▽
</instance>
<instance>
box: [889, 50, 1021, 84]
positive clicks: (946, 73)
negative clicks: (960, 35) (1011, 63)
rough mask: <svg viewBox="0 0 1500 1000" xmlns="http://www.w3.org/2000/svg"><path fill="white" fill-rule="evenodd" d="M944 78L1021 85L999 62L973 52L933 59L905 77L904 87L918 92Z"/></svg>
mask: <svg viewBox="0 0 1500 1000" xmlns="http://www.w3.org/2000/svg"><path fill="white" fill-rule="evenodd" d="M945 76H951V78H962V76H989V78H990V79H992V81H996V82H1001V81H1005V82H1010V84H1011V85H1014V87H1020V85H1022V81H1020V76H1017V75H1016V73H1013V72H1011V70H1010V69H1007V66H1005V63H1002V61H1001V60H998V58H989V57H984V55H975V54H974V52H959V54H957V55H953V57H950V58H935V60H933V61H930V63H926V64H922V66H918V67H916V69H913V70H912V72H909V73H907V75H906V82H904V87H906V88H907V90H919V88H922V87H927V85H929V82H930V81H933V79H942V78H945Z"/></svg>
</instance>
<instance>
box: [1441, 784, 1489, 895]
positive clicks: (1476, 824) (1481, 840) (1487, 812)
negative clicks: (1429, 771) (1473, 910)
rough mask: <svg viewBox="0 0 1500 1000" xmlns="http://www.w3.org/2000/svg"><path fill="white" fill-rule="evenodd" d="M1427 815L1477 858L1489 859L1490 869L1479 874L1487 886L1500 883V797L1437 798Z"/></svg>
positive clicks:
△
▽
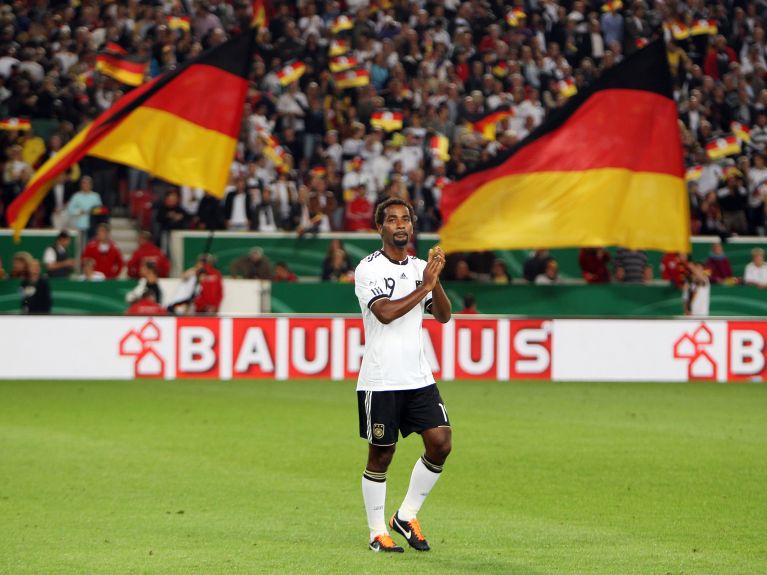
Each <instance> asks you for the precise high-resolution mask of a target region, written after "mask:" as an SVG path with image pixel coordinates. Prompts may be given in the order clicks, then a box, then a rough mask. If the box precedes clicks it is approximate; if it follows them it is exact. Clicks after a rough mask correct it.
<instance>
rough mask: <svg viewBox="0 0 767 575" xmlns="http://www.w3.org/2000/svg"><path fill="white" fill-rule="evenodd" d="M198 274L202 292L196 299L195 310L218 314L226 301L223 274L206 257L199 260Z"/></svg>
△
> Exercise directions
Please count how many lines in the entries above contain the string "negative", treating uppercase and lowercase as different. Reply with the number alone.

> Solution for this task
2